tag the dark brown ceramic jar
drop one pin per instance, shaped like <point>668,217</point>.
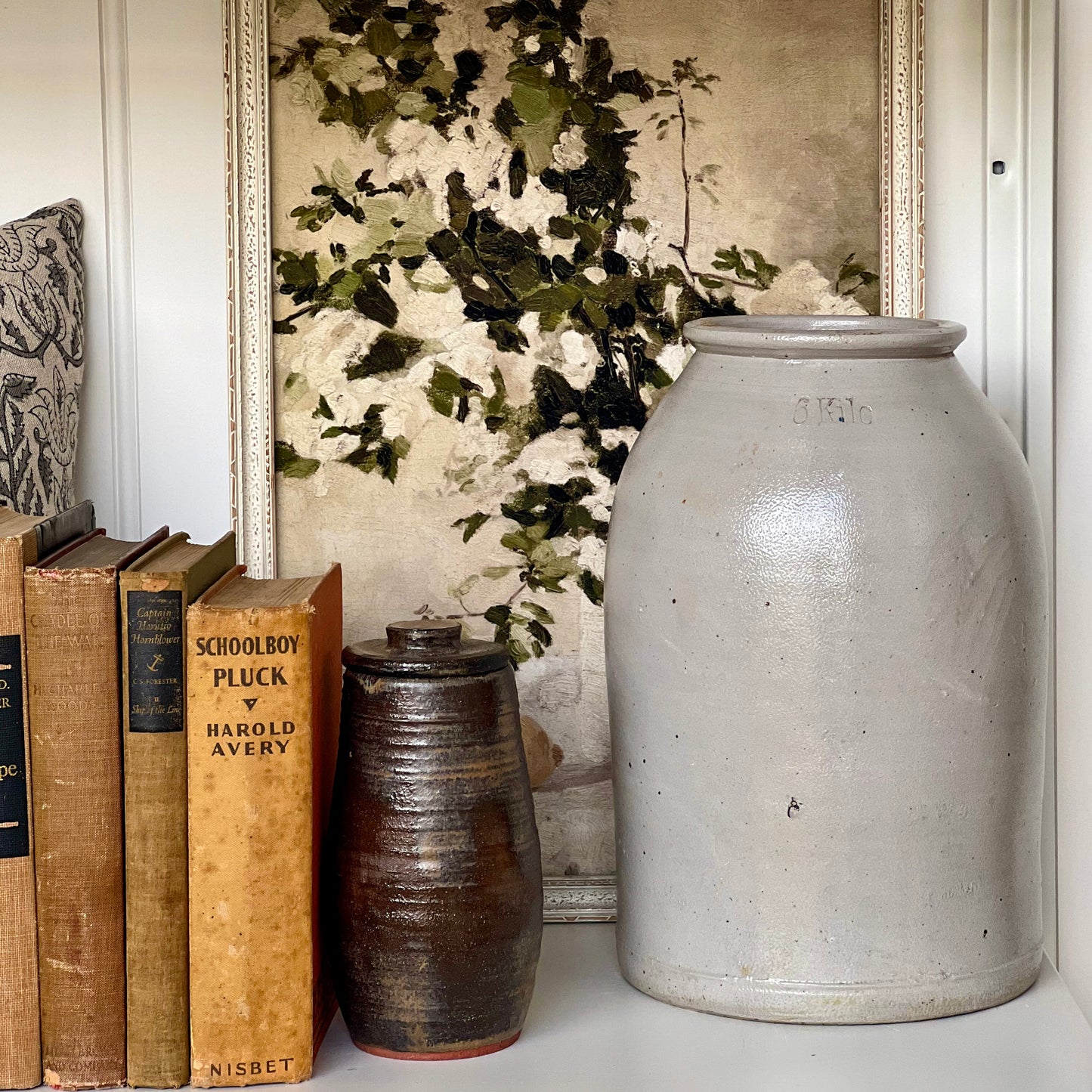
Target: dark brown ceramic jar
<point>436,902</point>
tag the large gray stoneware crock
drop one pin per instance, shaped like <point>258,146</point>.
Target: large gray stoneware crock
<point>826,611</point>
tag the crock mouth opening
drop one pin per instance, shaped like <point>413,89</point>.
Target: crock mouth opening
<point>810,336</point>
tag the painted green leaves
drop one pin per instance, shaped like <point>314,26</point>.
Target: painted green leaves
<point>390,43</point>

▬▬▬

## What the task requires
Look through the listing, and copy each line in which the string "instance" turns up.

## Task solution
drop one pin per instance, shaped like <point>668,217</point>.
drop one pin per instance, shaped like <point>258,146</point>.
drop one pin per instance, shaped like <point>413,89</point>.
drop one pin per instance, shaped like <point>314,26</point>.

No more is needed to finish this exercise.